Entries from a point annotation set:
--- Start ---

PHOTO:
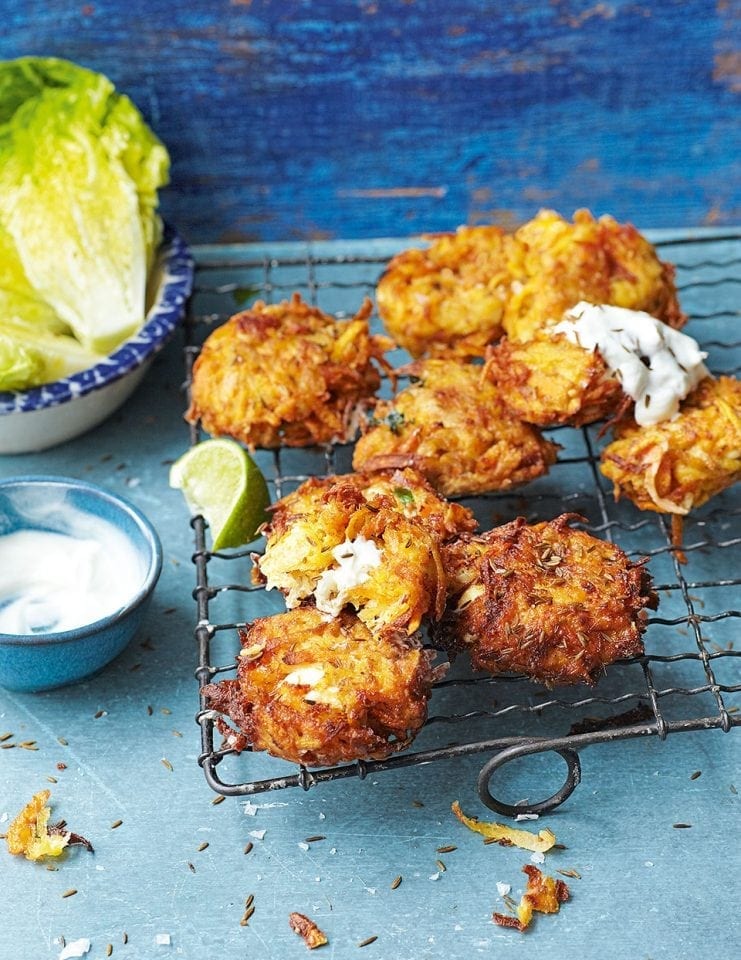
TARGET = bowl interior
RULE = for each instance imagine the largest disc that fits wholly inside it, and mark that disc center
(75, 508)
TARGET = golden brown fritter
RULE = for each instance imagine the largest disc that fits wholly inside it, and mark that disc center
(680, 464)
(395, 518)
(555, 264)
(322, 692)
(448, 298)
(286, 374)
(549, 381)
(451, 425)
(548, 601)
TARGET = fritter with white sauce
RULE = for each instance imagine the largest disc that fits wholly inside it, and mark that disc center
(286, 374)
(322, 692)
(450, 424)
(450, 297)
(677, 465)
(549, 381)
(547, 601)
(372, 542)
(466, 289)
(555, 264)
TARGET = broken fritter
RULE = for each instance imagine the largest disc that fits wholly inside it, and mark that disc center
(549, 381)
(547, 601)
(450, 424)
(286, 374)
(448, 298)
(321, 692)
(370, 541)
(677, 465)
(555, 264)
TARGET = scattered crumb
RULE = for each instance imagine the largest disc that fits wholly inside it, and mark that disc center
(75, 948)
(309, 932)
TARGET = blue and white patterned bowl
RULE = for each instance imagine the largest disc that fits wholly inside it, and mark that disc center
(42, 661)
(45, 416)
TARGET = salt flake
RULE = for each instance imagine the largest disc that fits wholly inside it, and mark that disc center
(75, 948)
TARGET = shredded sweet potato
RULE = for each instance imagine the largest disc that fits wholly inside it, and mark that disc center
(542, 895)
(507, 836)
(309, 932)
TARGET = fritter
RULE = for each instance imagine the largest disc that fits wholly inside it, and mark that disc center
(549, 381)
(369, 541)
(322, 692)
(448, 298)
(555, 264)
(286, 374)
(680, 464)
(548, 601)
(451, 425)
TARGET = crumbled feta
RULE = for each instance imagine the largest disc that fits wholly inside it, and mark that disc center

--- End ---

● Your task:
Output all the records, word for word, with no pictures in the copy.

● Response:
PHOTO:
TARGET = bowl interior
RULE = for each instance imagine the largest disc that fits wholly inside it, and mark that disc center
(75, 508)
TARGET = golden brown fritter
RULE = for each instance imagine the largest disc that fits wholly inside it, and mark that disc center
(680, 464)
(395, 518)
(555, 264)
(322, 692)
(448, 298)
(286, 374)
(549, 381)
(451, 425)
(548, 601)
TARGET = fritter with white sauce
RULE = for each instance imagine the largest disc that fits wholly inside it, and mark that disc center
(286, 374)
(322, 692)
(450, 424)
(450, 297)
(677, 465)
(549, 381)
(547, 601)
(372, 542)
(466, 289)
(555, 264)
TARGET = broken fritter
RULE = for each instance imagine the largest disc that fits wholly inside it, and mark that disc center
(549, 381)
(547, 601)
(450, 424)
(286, 374)
(448, 298)
(321, 692)
(370, 541)
(677, 465)
(555, 264)
TARGET = scattered crumb
RULE = for each instance imagine the largest disc that fits wholly inside it, and mark that disc center
(75, 948)
(309, 932)
TARGET = blue and white patterned bowl
RULE = for each instance imagine the largest disc that fits wholly inside it, and mark that disc center
(42, 661)
(45, 416)
TARGET = salt flake
RULE = for each instance imagine the largest disc that fits wholly inside it, and mark that disc center
(75, 948)
TARGET = shredded sweet potato
RULE = for each instance imagine the largest disc that fits wholly inside it, and mark that disc center
(542, 895)
(507, 836)
(309, 932)
TARGET = fritter
RULE = for each instance imagine the largest disc that fits wholly inside it, and mark that disc center
(549, 381)
(369, 541)
(322, 692)
(448, 298)
(555, 264)
(286, 374)
(680, 464)
(548, 601)
(451, 425)
TARGET = crumbled feta
RULE = for each instance imagine the largest disc that fits wholly inside it, and mark that disc center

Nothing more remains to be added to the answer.